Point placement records
------------

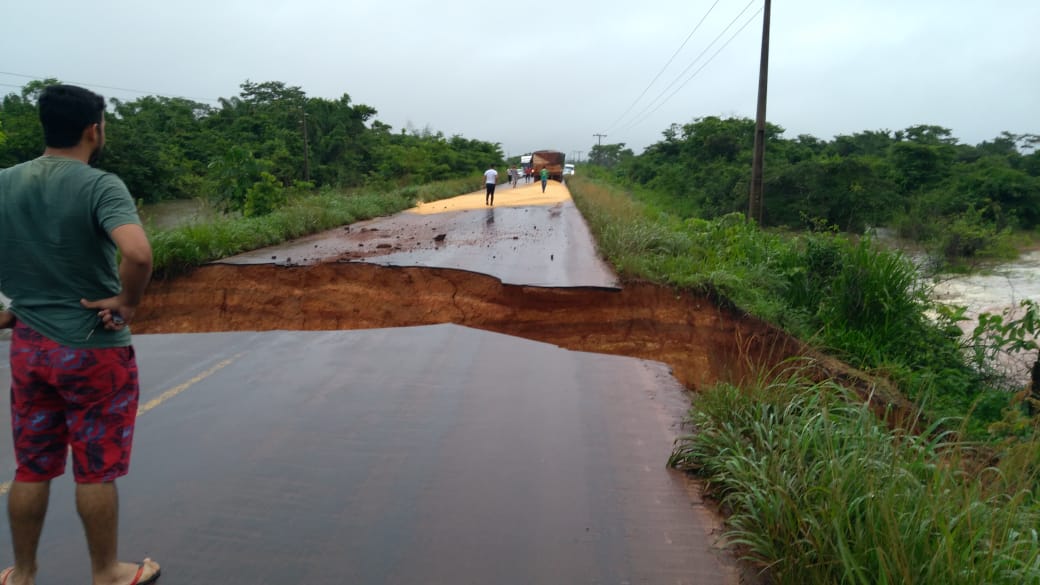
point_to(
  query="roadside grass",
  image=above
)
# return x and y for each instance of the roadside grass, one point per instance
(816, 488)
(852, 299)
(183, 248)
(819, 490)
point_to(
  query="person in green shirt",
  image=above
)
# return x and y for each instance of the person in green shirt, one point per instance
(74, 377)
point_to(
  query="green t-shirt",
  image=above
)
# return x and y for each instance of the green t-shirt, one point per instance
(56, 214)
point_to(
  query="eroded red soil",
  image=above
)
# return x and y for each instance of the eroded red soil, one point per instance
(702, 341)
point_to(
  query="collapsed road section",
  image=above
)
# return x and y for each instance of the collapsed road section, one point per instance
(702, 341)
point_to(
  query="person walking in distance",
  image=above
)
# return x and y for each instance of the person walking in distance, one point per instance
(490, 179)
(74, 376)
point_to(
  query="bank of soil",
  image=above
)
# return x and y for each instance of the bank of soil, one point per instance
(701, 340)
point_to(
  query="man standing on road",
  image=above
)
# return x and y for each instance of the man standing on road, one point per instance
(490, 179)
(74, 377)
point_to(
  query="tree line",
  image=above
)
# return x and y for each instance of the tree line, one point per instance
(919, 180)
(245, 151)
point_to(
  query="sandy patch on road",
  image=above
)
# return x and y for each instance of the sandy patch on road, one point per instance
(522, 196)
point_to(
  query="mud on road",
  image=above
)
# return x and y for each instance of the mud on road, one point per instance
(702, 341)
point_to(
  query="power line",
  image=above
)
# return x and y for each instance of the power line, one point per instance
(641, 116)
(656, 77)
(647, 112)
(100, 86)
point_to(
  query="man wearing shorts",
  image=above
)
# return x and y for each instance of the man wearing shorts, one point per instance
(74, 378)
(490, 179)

------------

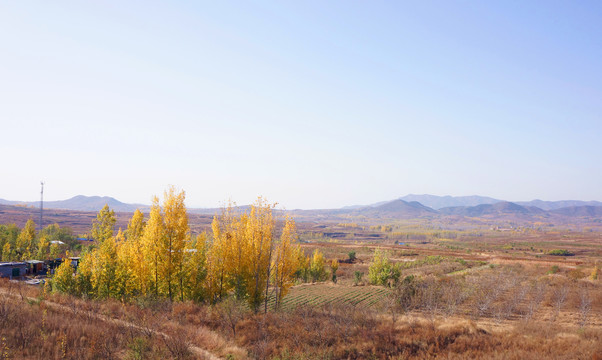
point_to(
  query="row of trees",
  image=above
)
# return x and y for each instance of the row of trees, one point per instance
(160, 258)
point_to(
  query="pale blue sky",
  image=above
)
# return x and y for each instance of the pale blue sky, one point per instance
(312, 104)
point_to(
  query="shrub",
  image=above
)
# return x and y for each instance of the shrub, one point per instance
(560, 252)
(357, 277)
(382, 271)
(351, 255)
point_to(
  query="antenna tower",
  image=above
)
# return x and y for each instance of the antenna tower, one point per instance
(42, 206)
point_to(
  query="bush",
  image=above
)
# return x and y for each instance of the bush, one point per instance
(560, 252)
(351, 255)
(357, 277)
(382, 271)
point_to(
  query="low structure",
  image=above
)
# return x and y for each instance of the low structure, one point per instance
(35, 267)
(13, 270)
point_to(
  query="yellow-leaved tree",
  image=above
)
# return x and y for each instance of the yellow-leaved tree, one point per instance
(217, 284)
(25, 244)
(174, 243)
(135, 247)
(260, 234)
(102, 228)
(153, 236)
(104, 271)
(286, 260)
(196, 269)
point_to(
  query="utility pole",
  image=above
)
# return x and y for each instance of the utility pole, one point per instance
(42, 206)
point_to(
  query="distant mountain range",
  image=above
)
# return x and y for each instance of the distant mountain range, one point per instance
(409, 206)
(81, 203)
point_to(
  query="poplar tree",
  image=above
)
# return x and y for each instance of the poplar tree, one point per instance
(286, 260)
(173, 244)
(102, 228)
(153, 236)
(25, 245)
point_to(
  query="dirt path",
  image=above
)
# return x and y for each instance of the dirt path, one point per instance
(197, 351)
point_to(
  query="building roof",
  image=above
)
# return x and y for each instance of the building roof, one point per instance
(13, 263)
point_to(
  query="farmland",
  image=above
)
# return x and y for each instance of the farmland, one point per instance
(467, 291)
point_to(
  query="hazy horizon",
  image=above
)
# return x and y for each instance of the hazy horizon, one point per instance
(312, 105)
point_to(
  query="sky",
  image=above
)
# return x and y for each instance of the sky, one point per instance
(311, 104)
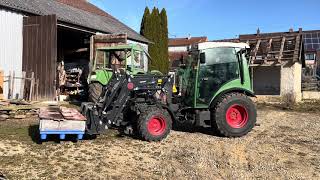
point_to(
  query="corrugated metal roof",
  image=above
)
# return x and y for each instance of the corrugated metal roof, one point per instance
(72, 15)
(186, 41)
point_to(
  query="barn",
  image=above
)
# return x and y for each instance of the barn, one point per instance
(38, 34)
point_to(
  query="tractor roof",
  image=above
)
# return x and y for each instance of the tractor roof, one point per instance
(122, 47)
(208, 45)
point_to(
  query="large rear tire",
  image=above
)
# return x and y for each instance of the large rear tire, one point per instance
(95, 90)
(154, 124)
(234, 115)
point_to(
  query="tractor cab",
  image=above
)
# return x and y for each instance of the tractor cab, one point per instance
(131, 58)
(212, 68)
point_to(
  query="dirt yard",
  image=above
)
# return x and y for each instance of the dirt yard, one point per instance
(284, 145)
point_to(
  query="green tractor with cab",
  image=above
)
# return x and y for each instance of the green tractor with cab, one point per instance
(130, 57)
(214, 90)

------------

Report every line of the records above that contains the string "bush", copying each such line in full.

  query="bush",
# return x and y for each instance of the bush, one point per instance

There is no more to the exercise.